» **Exercise objective**:
Please extract the records from the line containing "instance of bush" through the end of the records, and reproduce those lines verbatim.

» **Recorded data**:
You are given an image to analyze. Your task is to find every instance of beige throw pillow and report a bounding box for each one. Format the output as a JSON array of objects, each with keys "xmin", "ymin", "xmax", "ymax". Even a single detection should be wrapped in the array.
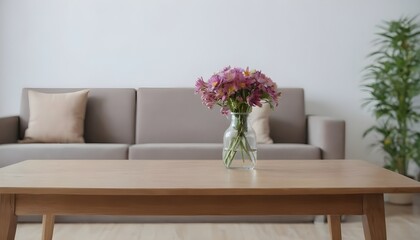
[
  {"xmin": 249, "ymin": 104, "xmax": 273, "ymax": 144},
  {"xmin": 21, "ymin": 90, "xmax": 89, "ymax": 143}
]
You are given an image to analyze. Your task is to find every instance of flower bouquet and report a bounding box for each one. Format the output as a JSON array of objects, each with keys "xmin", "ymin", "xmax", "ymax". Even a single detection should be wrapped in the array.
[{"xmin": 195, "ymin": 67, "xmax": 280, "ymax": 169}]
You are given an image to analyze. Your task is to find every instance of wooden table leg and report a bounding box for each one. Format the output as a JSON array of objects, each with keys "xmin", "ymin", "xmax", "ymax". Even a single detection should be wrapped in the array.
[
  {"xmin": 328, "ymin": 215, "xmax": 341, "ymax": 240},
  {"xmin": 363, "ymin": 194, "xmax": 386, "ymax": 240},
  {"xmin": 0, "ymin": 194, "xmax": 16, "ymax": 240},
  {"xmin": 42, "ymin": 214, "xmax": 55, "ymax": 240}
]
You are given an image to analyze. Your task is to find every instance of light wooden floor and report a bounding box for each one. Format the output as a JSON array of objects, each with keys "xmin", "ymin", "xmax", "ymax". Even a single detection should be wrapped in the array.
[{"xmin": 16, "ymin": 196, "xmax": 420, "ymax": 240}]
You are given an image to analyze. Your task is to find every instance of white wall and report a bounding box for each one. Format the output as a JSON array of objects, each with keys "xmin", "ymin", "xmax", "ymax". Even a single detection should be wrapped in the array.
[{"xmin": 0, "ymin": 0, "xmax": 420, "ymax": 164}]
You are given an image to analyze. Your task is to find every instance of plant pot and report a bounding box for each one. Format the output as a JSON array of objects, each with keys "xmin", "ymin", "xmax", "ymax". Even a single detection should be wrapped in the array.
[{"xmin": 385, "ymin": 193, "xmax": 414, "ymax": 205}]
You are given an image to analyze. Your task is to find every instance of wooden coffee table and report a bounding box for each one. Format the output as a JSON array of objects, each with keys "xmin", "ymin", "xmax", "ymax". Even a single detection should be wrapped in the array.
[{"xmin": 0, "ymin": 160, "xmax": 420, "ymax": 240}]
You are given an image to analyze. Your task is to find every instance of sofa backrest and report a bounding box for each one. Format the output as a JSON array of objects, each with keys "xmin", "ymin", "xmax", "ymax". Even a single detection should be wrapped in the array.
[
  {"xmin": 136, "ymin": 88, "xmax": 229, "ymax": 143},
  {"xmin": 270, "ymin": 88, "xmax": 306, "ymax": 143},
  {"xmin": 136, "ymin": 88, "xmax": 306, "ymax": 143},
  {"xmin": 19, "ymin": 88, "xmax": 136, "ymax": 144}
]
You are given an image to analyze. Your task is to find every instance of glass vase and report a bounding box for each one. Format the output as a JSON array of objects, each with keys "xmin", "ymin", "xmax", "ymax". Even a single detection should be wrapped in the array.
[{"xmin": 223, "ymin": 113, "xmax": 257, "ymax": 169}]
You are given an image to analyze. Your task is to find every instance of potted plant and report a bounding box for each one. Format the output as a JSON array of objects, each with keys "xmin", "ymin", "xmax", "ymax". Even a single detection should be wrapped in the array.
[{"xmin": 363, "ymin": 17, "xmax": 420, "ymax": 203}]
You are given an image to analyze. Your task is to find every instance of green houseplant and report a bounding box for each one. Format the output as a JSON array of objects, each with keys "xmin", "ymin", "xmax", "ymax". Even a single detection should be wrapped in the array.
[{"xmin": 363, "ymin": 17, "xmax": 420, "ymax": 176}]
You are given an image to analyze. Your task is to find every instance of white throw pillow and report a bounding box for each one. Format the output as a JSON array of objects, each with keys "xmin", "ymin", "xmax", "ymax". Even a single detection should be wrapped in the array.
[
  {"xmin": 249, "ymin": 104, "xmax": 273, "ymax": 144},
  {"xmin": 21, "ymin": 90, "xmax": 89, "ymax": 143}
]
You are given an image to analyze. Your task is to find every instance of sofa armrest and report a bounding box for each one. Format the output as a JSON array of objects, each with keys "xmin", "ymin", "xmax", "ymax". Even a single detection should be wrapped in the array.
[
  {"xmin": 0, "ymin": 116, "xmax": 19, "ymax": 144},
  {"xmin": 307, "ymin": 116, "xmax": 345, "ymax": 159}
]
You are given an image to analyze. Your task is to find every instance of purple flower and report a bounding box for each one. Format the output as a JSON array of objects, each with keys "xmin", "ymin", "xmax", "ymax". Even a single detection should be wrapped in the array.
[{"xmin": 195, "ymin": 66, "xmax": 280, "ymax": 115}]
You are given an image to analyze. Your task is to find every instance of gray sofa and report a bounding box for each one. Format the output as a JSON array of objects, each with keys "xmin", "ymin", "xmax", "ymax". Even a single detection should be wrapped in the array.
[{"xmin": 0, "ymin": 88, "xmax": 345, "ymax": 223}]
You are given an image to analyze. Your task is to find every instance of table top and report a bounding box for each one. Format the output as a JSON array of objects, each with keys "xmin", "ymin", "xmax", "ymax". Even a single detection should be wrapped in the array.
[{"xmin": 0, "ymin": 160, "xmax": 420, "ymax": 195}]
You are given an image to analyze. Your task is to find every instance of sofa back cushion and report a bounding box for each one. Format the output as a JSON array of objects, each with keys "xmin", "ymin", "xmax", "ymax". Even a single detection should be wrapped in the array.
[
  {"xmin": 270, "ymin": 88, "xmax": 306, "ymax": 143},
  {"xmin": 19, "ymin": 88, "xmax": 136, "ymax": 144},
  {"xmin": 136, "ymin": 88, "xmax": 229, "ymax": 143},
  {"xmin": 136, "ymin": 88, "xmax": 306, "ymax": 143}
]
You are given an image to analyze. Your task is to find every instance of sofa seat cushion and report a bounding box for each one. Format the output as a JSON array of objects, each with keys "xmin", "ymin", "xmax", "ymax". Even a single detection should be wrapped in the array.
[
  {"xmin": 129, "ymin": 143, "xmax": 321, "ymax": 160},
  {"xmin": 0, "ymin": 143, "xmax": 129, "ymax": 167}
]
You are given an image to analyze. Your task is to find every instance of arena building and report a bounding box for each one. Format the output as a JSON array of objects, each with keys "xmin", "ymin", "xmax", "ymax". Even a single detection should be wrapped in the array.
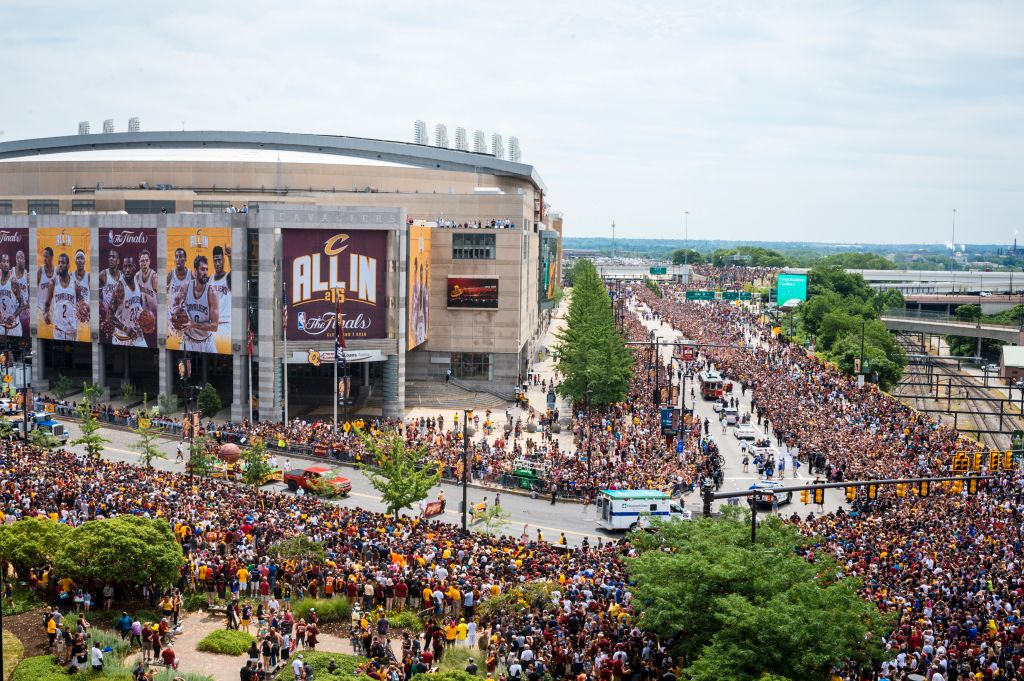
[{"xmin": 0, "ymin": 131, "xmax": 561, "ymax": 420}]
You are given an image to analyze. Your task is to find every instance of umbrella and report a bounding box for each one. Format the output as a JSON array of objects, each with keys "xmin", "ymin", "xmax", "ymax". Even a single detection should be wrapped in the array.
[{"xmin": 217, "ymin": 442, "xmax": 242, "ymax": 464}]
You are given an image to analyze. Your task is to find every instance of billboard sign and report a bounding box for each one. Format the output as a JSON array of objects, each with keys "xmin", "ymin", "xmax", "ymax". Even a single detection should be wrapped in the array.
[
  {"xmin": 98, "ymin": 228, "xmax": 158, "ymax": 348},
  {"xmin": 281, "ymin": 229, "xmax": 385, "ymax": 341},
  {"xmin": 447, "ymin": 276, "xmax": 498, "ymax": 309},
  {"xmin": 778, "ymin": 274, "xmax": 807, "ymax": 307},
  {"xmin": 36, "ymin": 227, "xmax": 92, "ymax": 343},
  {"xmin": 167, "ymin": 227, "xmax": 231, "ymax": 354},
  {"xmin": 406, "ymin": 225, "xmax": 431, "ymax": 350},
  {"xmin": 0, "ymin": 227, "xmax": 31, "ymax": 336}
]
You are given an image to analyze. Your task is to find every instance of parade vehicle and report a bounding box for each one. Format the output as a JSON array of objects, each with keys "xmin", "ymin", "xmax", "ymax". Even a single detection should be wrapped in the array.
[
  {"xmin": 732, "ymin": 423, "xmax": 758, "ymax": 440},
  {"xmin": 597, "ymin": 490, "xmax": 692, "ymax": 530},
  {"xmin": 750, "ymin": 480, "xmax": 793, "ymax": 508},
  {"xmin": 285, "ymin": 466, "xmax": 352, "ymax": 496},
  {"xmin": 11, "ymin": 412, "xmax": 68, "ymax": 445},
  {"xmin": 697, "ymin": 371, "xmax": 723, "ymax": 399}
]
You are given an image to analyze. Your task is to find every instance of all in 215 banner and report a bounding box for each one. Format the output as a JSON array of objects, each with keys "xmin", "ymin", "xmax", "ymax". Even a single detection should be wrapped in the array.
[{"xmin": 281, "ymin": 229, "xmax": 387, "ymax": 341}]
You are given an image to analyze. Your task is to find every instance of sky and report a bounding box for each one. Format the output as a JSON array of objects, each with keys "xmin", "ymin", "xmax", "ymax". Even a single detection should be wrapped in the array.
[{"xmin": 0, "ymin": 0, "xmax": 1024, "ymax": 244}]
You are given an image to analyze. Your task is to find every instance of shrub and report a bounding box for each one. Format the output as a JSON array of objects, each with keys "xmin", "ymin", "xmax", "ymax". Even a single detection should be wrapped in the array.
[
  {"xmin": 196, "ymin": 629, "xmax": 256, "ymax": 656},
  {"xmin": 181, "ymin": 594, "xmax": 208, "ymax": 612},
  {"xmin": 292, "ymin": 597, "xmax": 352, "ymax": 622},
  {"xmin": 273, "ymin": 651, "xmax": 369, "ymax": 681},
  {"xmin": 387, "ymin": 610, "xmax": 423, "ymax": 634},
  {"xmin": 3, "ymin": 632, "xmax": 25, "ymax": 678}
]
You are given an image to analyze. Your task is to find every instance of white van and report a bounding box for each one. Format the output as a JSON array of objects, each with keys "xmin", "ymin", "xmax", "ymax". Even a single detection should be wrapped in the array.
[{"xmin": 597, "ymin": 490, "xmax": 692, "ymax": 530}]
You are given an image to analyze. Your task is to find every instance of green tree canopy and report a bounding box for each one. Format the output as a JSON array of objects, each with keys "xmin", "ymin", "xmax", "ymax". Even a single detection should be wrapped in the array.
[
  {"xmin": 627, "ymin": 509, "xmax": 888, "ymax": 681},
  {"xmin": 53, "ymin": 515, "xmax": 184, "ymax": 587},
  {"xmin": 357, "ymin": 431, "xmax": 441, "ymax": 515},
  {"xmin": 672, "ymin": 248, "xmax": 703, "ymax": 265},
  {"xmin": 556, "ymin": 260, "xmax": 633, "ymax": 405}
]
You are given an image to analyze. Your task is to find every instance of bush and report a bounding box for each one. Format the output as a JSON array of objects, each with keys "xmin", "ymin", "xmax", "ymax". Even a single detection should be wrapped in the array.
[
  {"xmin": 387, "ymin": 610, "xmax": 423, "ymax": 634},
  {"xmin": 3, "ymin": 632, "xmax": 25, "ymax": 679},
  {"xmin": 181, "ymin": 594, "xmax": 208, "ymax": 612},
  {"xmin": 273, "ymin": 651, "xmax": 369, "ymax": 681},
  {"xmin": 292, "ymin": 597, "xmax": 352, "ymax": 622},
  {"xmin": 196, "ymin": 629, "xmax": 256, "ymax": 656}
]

» **Result for this task**:
You are given an image to analyze. Your task is to find every instance of bush and report a bounding box for each one. Format the output as a JSON array of objects, each with keys "xmin", "ymin", "xmax", "ymax". Even a single detection should be wrapped in the array.
[
  {"xmin": 387, "ymin": 610, "xmax": 423, "ymax": 634},
  {"xmin": 3, "ymin": 632, "xmax": 25, "ymax": 679},
  {"xmin": 181, "ymin": 594, "xmax": 208, "ymax": 612},
  {"xmin": 273, "ymin": 651, "xmax": 369, "ymax": 681},
  {"xmin": 292, "ymin": 597, "xmax": 352, "ymax": 622},
  {"xmin": 196, "ymin": 629, "xmax": 256, "ymax": 656}
]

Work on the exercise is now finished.